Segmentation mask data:
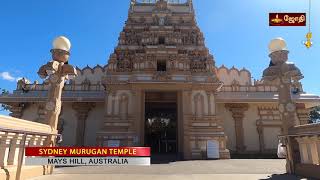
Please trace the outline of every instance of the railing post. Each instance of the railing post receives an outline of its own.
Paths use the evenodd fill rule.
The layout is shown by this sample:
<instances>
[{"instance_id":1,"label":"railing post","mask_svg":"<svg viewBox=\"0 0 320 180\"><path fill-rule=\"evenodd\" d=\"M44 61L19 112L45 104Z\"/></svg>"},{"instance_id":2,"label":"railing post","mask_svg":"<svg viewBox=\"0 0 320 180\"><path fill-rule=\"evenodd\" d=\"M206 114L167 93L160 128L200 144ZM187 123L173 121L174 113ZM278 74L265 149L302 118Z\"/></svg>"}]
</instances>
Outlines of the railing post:
<instances>
[{"instance_id":1,"label":"railing post","mask_svg":"<svg viewBox=\"0 0 320 180\"><path fill-rule=\"evenodd\" d=\"M4 168L8 163L10 140L8 132L1 133L0 137L0 167Z\"/></svg>"},{"instance_id":2,"label":"railing post","mask_svg":"<svg viewBox=\"0 0 320 180\"><path fill-rule=\"evenodd\" d=\"M27 140L27 134L24 133L22 137L22 141L20 143L20 150L19 150L19 159L18 159L18 166L17 166L17 172L16 172L16 180L20 180L21 178L21 169L22 169L22 164L24 161L24 149L26 146L26 140Z\"/></svg>"},{"instance_id":3,"label":"railing post","mask_svg":"<svg viewBox=\"0 0 320 180\"><path fill-rule=\"evenodd\" d=\"M10 134L10 133L9 133ZM9 154L8 154L8 165L15 165L17 160L17 151L19 151L19 144L21 143L21 139L19 133L11 133L12 138L10 138L10 146L9 146Z\"/></svg>"}]
</instances>

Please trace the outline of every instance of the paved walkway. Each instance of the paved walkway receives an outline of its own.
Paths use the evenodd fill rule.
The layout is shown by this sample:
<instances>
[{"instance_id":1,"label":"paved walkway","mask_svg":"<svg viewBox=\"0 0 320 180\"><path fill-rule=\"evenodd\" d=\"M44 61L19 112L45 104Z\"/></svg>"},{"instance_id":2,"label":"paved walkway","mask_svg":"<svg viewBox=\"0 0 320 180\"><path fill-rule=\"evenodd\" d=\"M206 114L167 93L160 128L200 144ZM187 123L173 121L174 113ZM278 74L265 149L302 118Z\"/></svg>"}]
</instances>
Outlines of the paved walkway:
<instances>
[{"instance_id":1,"label":"paved walkway","mask_svg":"<svg viewBox=\"0 0 320 180\"><path fill-rule=\"evenodd\" d=\"M182 161L137 166L96 166L56 168L53 175L30 180L298 180L284 175L285 160L233 159Z\"/></svg>"}]
</instances>

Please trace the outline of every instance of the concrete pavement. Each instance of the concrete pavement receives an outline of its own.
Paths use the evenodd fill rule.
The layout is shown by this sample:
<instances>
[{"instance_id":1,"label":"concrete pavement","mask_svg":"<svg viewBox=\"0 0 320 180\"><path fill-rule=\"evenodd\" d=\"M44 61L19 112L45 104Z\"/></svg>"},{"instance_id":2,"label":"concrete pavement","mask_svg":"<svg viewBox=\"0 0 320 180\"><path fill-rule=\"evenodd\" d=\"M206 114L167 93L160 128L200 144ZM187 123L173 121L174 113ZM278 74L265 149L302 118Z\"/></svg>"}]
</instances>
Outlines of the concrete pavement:
<instances>
[{"instance_id":1,"label":"concrete pavement","mask_svg":"<svg viewBox=\"0 0 320 180\"><path fill-rule=\"evenodd\" d=\"M137 166L95 166L56 168L53 175L30 180L298 180L284 175L285 160L232 159L181 161L170 164Z\"/></svg>"}]
</instances>

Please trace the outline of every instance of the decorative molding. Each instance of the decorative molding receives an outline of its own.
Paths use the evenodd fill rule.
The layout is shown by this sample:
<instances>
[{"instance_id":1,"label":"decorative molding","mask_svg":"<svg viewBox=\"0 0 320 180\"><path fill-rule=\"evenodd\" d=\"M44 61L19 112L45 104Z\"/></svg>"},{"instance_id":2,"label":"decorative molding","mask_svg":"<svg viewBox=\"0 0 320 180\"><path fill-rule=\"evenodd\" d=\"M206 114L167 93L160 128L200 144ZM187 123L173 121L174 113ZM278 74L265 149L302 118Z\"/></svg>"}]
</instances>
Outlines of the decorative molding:
<instances>
[{"instance_id":1,"label":"decorative molding","mask_svg":"<svg viewBox=\"0 0 320 180\"><path fill-rule=\"evenodd\" d=\"M310 122L310 109L305 107L305 104L296 104L297 107L297 117L299 119L299 125L309 124Z\"/></svg>"}]
</instances>

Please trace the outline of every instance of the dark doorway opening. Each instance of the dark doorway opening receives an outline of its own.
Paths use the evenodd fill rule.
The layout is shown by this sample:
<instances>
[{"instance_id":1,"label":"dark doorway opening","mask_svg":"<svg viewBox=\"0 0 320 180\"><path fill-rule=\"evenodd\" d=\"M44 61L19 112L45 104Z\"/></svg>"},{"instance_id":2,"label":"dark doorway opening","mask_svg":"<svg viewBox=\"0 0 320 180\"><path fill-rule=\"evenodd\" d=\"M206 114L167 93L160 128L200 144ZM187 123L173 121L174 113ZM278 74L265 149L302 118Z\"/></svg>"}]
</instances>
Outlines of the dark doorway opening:
<instances>
[{"instance_id":1,"label":"dark doorway opening","mask_svg":"<svg viewBox=\"0 0 320 180\"><path fill-rule=\"evenodd\" d=\"M151 147L152 163L177 160L176 93L147 93L145 102L145 146Z\"/></svg>"},{"instance_id":2,"label":"dark doorway opening","mask_svg":"<svg viewBox=\"0 0 320 180\"><path fill-rule=\"evenodd\" d=\"M165 72L167 71L167 62L166 61L158 61L157 62L157 71Z\"/></svg>"},{"instance_id":3,"label":"dark doorway opening","mask_svg":"<svg viewBox=\"0 0 320 180\"><path fill-rule=\"evenodd\" d=\"M160 45L164 45L165 43L166 43L166 38L163 37L163 36L160 36L160 37L159 37L159 44L160 44Z\"/></svg>"}]
</instances>

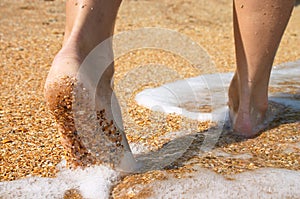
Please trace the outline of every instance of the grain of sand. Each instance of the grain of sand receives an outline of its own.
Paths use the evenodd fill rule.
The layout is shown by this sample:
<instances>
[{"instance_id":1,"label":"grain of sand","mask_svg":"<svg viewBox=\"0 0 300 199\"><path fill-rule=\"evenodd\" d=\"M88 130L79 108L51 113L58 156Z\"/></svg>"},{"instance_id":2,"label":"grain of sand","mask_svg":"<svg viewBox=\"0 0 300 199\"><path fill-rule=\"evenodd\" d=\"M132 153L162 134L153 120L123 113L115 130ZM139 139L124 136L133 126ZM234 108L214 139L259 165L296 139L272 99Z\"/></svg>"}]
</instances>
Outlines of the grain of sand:
<instances>
[{"instance_id":1,"label":"grain of sand","mask_svg":"<svg viewBox=\"0 0 300 199\"><path fill-rule=\"evenodd\" d=\"M234 70L232 14L229 0L140 0L124 1L120 9L116 33L143 27L163 27L183 33L203 46L216 63L219 72ZM214 8L214 9L211 9ZM3 0L0 2L0 181L20 179L29 175L54 177L55 166L64 157L54 118L45 108L43 85L54 55L61 47L64 34L64 3L62 1ZM300 58L300 6L296 7L278 50L275 64ZM155 67L135 70L145 64L164 64L176 71L160 70L155 82L143 81L155 77ZM116 60L115 84L126 75L131 81L117 87L124 113L124 125L129 141L144 143L151 149L160 148L168 139L164 134L180 128L203 131L207 123L199 123L176 115L164 115L138 106L134 94L147 87L159 86L180 78L199 75L184 59L161 50L136 50ZM241 151L252 158L232 158L213 153L195 157L187 152L169 168L180 177L193 165L221 174L243 172L261 167L300 170L299 113L288 108L281 118L262 135L236 142L236 138L221 139L219 148L229 154ZM201 136L196 139L201 142ZM234 141L232 141L234 140ZM198 143L198 144L199 144ZM187 164L187 162L192 162ZM147 183L163 178L161 171L129 176L114 189L118 194L135 183ZM76 191L75 191L76 192Z\"/></svg>"}]
</instances>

• **Work instruction**: Across the entries above, how many lines contain the string "trace"? The number alone is the answer.

• **Result**: 6